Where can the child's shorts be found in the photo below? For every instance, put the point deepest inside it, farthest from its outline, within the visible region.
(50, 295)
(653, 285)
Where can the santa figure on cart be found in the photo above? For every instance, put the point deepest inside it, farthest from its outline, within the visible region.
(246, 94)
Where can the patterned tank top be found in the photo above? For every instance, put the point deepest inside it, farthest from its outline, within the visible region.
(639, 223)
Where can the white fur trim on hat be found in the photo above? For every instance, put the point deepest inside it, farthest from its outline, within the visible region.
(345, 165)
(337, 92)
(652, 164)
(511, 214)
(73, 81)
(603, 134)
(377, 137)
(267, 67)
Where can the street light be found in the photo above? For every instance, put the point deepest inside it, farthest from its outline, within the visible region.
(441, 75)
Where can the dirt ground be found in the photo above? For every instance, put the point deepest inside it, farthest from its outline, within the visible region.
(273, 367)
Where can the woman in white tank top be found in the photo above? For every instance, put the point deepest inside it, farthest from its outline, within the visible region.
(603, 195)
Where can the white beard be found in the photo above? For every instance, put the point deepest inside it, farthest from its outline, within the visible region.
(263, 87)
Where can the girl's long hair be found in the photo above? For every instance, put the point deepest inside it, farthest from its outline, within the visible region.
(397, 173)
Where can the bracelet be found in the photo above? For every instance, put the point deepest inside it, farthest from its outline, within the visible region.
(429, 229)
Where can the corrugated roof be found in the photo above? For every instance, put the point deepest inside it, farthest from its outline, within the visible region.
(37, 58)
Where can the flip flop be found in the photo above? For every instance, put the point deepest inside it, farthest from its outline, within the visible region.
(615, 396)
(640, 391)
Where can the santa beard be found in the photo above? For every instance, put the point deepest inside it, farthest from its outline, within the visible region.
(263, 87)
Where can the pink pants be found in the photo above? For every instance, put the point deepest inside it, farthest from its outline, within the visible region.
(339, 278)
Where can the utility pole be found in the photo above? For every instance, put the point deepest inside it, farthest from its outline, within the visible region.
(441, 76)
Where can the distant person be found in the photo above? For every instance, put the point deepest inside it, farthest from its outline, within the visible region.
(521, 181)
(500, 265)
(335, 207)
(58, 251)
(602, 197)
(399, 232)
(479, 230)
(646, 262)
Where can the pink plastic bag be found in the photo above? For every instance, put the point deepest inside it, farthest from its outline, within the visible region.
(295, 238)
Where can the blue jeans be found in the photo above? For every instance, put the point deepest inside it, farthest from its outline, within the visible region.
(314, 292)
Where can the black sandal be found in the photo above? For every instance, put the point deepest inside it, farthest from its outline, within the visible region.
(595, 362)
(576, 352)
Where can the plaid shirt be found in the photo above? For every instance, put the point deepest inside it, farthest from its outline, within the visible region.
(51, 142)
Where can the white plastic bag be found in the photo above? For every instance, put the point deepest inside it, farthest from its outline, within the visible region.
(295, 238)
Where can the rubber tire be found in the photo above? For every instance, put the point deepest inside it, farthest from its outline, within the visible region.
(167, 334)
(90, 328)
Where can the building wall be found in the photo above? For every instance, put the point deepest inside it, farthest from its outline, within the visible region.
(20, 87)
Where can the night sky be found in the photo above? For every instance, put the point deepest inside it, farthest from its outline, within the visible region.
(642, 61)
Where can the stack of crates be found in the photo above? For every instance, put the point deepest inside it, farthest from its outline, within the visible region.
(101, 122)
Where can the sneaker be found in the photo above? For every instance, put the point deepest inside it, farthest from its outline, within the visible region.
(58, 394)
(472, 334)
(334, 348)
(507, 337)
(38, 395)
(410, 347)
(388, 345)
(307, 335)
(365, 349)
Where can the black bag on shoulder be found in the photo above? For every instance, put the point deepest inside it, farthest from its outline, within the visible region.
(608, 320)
...
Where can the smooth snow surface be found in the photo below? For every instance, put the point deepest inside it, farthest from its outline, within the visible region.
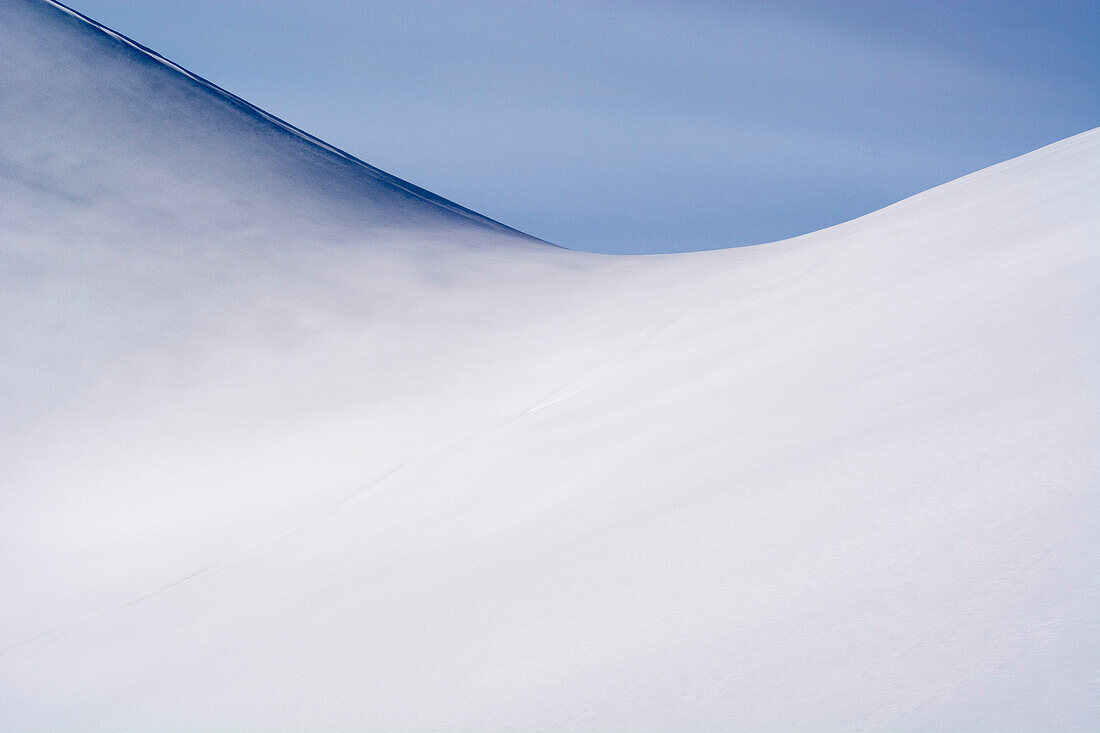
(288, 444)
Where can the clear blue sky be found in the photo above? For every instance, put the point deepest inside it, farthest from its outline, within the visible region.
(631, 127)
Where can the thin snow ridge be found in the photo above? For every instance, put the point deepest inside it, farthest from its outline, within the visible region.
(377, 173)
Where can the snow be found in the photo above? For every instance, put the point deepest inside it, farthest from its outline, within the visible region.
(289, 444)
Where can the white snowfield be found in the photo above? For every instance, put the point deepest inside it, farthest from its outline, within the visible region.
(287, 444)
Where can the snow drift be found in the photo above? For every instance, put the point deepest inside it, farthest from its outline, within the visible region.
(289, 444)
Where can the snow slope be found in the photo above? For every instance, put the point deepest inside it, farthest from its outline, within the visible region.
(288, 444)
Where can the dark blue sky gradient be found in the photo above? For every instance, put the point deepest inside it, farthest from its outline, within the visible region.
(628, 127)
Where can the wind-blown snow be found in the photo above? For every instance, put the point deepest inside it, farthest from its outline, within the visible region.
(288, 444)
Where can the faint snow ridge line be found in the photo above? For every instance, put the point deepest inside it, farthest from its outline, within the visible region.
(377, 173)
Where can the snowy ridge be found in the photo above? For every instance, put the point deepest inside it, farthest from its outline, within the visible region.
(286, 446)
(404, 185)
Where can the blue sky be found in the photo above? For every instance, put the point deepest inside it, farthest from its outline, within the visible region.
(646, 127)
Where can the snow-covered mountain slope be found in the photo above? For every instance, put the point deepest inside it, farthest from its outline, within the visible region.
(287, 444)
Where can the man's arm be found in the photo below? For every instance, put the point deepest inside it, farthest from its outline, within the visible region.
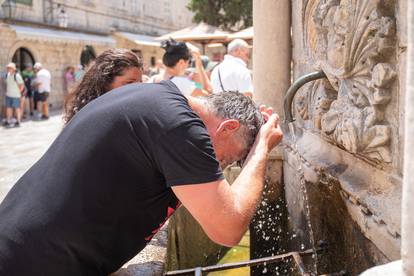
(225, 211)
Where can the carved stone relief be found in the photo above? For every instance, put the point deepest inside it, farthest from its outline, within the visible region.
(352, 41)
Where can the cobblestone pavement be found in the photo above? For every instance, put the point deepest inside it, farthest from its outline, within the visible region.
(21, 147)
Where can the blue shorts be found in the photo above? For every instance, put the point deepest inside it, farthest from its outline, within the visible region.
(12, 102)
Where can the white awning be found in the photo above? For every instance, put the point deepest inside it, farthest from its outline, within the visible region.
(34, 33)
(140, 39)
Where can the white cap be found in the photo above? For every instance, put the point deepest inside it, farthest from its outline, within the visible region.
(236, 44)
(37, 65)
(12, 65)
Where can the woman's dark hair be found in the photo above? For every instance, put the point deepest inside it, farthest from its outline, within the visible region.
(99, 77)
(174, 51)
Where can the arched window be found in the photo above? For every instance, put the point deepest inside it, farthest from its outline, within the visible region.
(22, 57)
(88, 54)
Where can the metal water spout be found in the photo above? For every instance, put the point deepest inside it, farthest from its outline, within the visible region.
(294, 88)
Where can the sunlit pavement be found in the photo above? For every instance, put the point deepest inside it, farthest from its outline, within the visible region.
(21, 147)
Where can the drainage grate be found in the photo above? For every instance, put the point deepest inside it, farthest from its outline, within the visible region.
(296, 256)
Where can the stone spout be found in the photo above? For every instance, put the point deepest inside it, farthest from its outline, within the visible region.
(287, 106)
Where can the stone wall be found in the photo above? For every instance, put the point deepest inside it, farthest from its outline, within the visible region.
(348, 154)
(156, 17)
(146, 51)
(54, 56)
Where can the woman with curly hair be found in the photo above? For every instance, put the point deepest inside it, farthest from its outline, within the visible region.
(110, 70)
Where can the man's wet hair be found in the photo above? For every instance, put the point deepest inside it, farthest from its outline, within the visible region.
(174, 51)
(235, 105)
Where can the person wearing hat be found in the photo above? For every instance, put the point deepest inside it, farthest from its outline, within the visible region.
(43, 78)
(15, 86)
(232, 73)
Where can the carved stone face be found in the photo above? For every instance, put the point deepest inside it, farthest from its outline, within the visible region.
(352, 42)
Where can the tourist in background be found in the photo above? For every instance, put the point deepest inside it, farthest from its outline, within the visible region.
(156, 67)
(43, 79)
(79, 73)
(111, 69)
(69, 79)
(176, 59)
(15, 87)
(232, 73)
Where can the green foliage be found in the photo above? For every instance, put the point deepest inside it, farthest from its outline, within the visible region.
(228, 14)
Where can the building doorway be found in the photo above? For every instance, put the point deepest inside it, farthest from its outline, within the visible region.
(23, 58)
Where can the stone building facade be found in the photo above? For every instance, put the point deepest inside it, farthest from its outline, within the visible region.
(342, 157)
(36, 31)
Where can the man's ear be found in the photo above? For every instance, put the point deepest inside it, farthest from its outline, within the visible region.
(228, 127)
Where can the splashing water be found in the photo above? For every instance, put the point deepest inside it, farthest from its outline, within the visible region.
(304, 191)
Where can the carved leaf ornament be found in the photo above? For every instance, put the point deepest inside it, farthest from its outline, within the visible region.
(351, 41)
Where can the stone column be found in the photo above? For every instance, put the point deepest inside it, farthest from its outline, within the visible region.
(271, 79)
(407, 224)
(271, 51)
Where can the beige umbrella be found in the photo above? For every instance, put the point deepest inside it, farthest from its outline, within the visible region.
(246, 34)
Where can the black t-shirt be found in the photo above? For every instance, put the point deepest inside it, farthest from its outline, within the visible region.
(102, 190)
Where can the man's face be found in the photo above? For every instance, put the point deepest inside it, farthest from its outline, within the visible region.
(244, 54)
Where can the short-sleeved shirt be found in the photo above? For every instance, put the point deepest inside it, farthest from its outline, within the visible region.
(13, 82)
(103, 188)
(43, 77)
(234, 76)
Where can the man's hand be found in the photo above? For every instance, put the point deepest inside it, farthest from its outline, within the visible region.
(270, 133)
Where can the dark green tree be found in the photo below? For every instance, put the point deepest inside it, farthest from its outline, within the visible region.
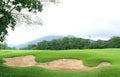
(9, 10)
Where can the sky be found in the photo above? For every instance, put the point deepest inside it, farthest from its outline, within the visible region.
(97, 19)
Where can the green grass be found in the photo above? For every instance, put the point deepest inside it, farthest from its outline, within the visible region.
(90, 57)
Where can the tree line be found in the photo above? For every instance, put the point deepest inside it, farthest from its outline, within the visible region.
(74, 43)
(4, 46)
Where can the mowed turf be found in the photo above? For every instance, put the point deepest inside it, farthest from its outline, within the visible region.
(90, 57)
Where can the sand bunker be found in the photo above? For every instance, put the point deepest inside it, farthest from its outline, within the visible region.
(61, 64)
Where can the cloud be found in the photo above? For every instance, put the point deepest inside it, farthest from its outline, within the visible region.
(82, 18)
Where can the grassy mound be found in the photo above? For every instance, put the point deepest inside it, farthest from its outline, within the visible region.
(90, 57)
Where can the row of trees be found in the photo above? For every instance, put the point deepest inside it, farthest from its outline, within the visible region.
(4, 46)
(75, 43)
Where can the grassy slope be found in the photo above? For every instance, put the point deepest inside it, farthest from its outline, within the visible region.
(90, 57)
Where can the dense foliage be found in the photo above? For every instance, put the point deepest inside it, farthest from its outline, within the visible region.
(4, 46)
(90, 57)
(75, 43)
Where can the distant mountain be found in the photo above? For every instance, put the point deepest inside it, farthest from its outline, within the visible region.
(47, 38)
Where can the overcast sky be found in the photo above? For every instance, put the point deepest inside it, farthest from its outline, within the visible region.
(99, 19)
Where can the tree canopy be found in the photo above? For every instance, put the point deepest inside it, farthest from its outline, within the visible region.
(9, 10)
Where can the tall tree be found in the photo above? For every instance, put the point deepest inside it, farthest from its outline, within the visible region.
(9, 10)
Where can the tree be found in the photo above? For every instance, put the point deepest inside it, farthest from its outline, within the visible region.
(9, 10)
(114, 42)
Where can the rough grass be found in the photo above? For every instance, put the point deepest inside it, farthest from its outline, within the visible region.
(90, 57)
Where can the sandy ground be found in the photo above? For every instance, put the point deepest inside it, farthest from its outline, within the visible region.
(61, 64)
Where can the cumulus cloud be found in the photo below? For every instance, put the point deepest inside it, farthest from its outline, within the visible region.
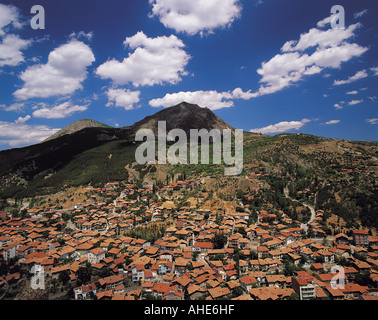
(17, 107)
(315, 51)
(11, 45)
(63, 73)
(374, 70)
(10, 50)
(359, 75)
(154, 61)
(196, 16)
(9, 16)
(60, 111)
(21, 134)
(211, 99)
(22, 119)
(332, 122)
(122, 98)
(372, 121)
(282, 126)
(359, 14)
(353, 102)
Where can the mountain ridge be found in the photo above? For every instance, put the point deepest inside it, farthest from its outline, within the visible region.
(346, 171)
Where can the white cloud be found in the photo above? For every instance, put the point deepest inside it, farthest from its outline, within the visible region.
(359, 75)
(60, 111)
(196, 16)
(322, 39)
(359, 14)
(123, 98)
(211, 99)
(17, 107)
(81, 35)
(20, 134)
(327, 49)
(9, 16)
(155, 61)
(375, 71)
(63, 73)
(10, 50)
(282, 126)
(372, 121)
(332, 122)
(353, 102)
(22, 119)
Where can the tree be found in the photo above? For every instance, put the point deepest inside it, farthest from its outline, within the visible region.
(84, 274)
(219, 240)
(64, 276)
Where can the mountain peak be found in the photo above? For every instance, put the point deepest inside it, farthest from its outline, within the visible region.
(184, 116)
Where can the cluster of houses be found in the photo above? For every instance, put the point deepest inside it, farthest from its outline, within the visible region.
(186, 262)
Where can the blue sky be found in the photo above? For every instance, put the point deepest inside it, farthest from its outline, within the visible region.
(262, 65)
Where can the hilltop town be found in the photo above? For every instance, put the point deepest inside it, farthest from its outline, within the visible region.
==
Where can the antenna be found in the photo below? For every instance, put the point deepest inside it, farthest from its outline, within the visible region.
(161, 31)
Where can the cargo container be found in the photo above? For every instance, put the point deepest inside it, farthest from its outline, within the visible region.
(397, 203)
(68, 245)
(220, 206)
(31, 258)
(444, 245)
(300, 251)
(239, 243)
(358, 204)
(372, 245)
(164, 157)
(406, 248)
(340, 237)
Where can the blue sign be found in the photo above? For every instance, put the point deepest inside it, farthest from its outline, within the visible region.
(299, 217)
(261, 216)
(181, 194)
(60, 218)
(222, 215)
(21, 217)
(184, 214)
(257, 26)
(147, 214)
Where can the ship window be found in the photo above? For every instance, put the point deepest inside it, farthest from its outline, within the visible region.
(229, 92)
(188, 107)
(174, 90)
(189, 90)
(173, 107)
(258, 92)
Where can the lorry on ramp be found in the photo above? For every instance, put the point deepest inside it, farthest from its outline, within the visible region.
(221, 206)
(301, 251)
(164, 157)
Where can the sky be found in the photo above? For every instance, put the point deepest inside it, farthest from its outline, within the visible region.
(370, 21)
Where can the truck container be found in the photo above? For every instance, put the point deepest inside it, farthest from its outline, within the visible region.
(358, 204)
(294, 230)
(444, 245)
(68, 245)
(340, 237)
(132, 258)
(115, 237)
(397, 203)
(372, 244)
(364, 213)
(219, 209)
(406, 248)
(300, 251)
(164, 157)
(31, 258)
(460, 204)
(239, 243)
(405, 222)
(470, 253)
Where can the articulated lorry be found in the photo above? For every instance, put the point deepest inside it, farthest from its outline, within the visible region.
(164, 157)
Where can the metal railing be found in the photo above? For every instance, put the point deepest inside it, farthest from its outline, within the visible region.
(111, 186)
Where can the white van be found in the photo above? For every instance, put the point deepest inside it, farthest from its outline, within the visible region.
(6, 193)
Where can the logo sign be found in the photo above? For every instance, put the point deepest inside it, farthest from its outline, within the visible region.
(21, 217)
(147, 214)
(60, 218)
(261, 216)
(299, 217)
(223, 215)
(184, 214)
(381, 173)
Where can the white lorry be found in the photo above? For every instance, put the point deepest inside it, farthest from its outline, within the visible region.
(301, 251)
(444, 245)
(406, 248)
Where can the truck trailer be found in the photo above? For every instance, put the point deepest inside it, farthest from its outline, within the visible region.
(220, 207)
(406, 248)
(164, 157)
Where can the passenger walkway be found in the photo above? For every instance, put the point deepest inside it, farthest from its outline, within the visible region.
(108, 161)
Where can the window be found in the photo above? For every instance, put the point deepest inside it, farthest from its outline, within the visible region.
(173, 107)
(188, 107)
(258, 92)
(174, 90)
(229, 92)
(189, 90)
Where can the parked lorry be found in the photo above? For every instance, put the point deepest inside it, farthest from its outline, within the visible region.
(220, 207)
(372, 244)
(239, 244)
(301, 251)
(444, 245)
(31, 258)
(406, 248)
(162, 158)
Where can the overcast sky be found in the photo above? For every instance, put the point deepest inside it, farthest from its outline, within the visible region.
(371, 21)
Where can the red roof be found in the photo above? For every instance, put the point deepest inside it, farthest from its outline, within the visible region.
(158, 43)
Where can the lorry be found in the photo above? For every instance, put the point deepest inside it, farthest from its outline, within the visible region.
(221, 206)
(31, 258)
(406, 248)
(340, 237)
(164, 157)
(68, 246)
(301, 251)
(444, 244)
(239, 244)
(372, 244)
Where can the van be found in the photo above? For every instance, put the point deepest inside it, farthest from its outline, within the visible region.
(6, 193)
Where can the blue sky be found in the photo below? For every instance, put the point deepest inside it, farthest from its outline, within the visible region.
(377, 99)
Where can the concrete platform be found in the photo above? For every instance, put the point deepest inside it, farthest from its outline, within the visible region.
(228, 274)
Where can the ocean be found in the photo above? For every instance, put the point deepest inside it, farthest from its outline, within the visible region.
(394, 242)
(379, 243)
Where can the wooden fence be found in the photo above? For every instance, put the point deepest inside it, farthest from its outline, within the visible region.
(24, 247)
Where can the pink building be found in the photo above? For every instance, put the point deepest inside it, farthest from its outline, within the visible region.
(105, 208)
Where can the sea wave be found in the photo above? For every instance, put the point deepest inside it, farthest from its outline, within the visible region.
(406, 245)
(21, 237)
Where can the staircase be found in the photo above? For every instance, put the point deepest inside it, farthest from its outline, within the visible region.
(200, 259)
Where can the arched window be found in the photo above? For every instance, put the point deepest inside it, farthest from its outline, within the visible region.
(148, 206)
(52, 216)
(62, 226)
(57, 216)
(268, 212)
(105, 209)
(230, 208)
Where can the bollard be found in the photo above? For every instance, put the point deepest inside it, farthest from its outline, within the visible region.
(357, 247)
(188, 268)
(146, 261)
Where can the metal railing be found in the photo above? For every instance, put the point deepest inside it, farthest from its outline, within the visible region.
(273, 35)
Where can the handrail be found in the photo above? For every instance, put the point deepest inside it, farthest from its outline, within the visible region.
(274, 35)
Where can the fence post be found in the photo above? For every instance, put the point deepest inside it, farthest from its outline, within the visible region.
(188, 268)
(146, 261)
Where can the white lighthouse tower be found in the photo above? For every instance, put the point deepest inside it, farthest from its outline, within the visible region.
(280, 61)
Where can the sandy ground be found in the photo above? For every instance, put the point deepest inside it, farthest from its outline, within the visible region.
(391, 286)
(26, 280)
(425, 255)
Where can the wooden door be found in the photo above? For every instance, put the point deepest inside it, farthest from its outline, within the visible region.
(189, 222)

### [Exercise details]
Could you write out the lines from the line with "Where can the cluster" to the line with "Where can the hilltop", replacing "instance" with "occurrence" and leaving everything else unchanged?

### [Task solution]
Where can the cluster of houses be found in the photo above? For every occurrence, put the point deepest inside it, farthest from its outline, within the visible region.
(186, 262)
Where can the blue sky be found in the photo above? For every occurrence, put the point deepest inside it, farthest from its outline, within the visible region.
(262, 65)
Where can the hilltop town be found in the photo above? For every occurrence, put the point deepest inside it, farthest from its outline, within the visible region.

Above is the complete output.